▶ WRITTEN TASK: Reproduce every one of the records below word for word, leaving out the pictures.

(Data entries)
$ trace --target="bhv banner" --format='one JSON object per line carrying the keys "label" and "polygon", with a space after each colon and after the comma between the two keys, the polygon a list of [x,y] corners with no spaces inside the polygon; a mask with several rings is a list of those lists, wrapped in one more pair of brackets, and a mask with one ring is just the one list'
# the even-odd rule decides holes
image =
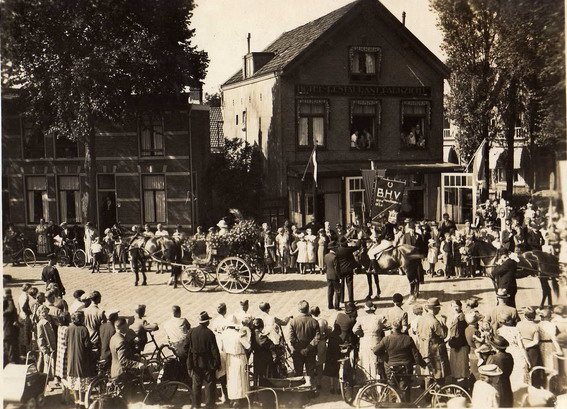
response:
{"label": "bhv banner", "polygon": [[403,180],[377,177],[374,185],[374,203],[372,206],[372,220],[377,221],[390,210],[399,211],[404,198],[406,182]]}

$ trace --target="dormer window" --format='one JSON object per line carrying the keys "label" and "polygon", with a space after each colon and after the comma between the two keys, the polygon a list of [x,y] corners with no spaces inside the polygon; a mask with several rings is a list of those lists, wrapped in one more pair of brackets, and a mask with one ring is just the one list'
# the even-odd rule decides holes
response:
{"label": "dormer window", "polygon": [[380,72],[380,47],[350,47],[350,78],[354,81],[374,81]]}

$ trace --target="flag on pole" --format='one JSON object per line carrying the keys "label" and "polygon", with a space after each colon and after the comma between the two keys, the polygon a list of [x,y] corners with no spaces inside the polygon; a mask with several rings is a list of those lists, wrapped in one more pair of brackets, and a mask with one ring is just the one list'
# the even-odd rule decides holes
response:
{"label": "flag on pole", "polygon": [[315,181],[315,186],[317,186],[317,145],[313,146],[311,161],[313,162],[313,180]]}

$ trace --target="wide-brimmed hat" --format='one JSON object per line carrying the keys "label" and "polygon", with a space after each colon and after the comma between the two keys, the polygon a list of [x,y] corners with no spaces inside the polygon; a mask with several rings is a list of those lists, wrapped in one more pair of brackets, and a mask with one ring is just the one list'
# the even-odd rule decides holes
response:
{"label": "wide-brimmed hat", "polygon": [[510,343],[506,340],[506,338],[500,335],[495,335],[494,338],[492,338],[492,340],[489,340],[488,342],[494,348],[501,350],[504,350],[510,346]]}
{"label": "wide-brimmed hat", "polygon": [[348,302],[345,305],[345,313],[349,314],[351,312],[355,312],[356,311],[356,304],[353,302]]}
{"label": "wide-brimmed hat", "polygon": [[508,290],[506,290],[505,288],[499,288],[498,291],[496,291],[496,297],[510,298],[510,294],[508,294]]}
{"label": "wide-brimmed hat", "polygon": [[203,311],[199,314],[199,324],[204,324],[206,322],[209,322],[211,320],[211,317],[209,317],[209,314],[207,314],[207,311]]}
{"label": "wide-brimmed hat", "polygon": [[441,307],[441,303],[439,302],[439,298],[437,297],[431,297],[430,299],[427,300],[427,303],[425,305],[429,308]]}
{"label": "wide-brimmed hat", "polygon": [[374,305],[374,303],[372,301],[368,300],[364,304],[364,311],[367,311],[367,312],[376,311],[376,306]]}
{"label": "wide-brimmed hat", "polygon": [[495,364],[482,365],[478,367],[478,373],[486,376],[500,376],[502,370]]}
{"label": "wide-brimmed hat", "polygon": [[217,227],[219,229],[228,229],[228,224],[224,220],[221,220],[220,222],[217,223]]}

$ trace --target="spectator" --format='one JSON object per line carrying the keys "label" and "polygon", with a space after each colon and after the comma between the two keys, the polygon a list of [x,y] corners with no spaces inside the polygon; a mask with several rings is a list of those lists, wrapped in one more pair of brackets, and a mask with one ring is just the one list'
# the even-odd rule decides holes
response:
{"label": "spectator", "polygon": [[189,333],[187,369],[192,372],[195,408],[201,406],[201,389],[205,387],[205,406],[215,406],[215,371],[220,369],[220,355],[213,332],[208,328],[211,318],[206,311],[199,314],[199,325]]}
{"label": "spectator", "polygon": [[472,393],[473,408],[500,407],[500,393],[497,380],[502,376],[498,365],[483,365],[478,368],[480,378],[475,382]]}
{"label": "spectator", "polygon": [[299,316],[294,317],[289,323],[289,342],[292,348],[293,366],[296,376],[302,376],[305,367],[306,385],[311,386],[320,339],[319,323],[309,316],[309,303],[307,301],[300,301],[298,309]]}

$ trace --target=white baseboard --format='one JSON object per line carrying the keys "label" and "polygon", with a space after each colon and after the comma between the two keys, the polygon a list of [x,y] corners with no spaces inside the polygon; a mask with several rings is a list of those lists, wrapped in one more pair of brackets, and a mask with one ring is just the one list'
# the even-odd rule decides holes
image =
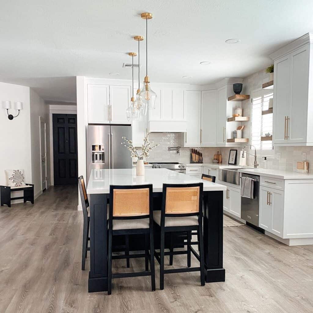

▶ EXERCISE RESULT:
$ trace --target="bhv banner" --format='one JSON object per line carrying the keys "label" and "polygon", with a space after each colon and after the comma between the two keys, the polygon a list of [x,y] corners with no spaces inside the polygon; a mask with several rings is a list of those lists, wrapped in one more pair of brackets, and a mask with one ring is just the one list'
# the even-odd rule decides holes
image =
response:
{"label": "bhv banner", "polygon": [[403,180],[377,177],[374,185],[374,203],[372,206],[372,220],[377,221],[390,210],[399,211],[404,198],[406,182]]}

$ trace --target="dormer window" --format='one JSON object per line carrying the keys "label" and "polygon", with a space after each colon and after the comma between the two keys, the polygon a list of [x,y] corners with no spaces inside the polygon; a mask with several rings is a list of those lists, wrapped in one more pair of brackets, and a mask with one ring is just the one list'
# the even-odd rule decides holes
response:
{"label": "dormer window", "polygon": [[380,72],[380,47],[350,47],[350,78],[354,81],[374,81]]}

$ trace --target="flag on pole" --format='one JSON object per line carrying the keys "label" and "polygon", with a space after each colon and after the comma between the two keys, the polygon a list of [x,y] corners with no spaces inside the polygon; a mask with several rings is a list of those lists, wrapped in one more pair of brackets, and a mask with one ring is just the one list'
# the even-odd rule decides holes
response:
{"label": "flag on pole", "polygon": [[315,181],[315,186],[317,186],[317,145],[313,146],[311,161],[313,162],[313,180]]}

$ trace --target="wide-brimmed hat" --format='one JSON object per line carrying the keys "label" and "polygon", with a space after each colon and after the comma between the two keys, the polygon a list of [x,y] corners with no spaces inside the polygon; a mask with several rings is a list of those lists, wrapped in one more pair of brackets, and a mask with one ring is just the one list'
# the even-odd rule decides holes
response:
{"label": "wide-brimmed hat", "polygon": [[510,343],[506,340],[506,338],[500,335],[495,335],[494,338],[492,338],[492,340],[489,340],[488,342],[494,348],[501,350],[504,350],[510,346]]}
{"label": "wide-brimmed hat", "polygon": [[348,302],[345,305],[345,313],[349,314],[351,312],[355,312],[356,311],[356,304],[353,302]]}
{"label": "wide-brimmed hat", "polygon": [[508,290],[506,290],[505,288],[499,288],[498,291],[496,291],[496,297],[510,298],[510,294],[508,294]]}
{"label": "wide-brimmed hat", "polygon": [[203,311],[199,314],[199,324],[204,324],[206,322],[209,322],[211,320],[211,317],[209,317],[209,314],[207,314],[207,311]]}
{"label": "wide-brimmed hat", "polygon": [[441,307],[441,303],[439,302],[439,298],[437,297],[431,297],[430,299],[427,300],[427,303],[425,305],[429,308]]}
{"label": "wide-brimmed hat", "polygon": [[374,305],[374,303],[372,301],[368,300],[364,304],[364,311],[367,311],[367,312],[376,311],[376,306]]}
{"label": "wide-brimmed hat", "polygon": [[495,364],[482,365],[478,367],[478,373],[486,376],[500,376],[502,370]]}
{"label": "wide-brimmed hat", "polygon": [[217,227],[219,229],[228,229],[228,224],[224,220],[221,220],[220,222],[217,223]]}

$ trace --target="spectator" --format='one JSON object per line carrying the keys "label" and "polygon", with a space after each colon and after the comma between the two keys, the polygon a list of [x,y] corners with no spaces inside the polygon; a mask with several rings is a list of those lists, wrapped in one more pair of brackets, and a mask with one ring is just the one list'
# the even-odd rule decides holes
response:
{"label": "spectator", "polygon": [[189,333],[187,369],[192,372],[195,408],[201,406],[201,389],[205,387],[205,406],[215,406],[215,371],[220,369],[220,355],[213,332],[208,328],[211,318],[206,311],[199,314],[199,325]]}
{"label": "spectator", "polygon": [[472,393],[473,408],[500,407],[500,393],[497,380],[502,376],[498,365],[483,365],[478,368],[480,378],[475,382]]}
{"label": "spectator", "polygon": [[299,316],[294,317],[289,323],[289,342],[292,348],[293,366],[296,376],[302,376],[305,367],[306,385],[311,386],[320,339],[319,323],[309,316],[309,303],[307,301],[300,301],[298,309]]}

$ trace --target=white baseboard --format='one JSON object per line carrying the keys "label" and "polygon", with a space after each colon and after the comma between the two keys, the polygon a list of [x,y] corners with no spaces inside the polygon; a mask with several rings is a list of those lists, wrapped in one more pair of brackets, and a mask with one ring is just the one list'
# the even-odd rule decides holes
image =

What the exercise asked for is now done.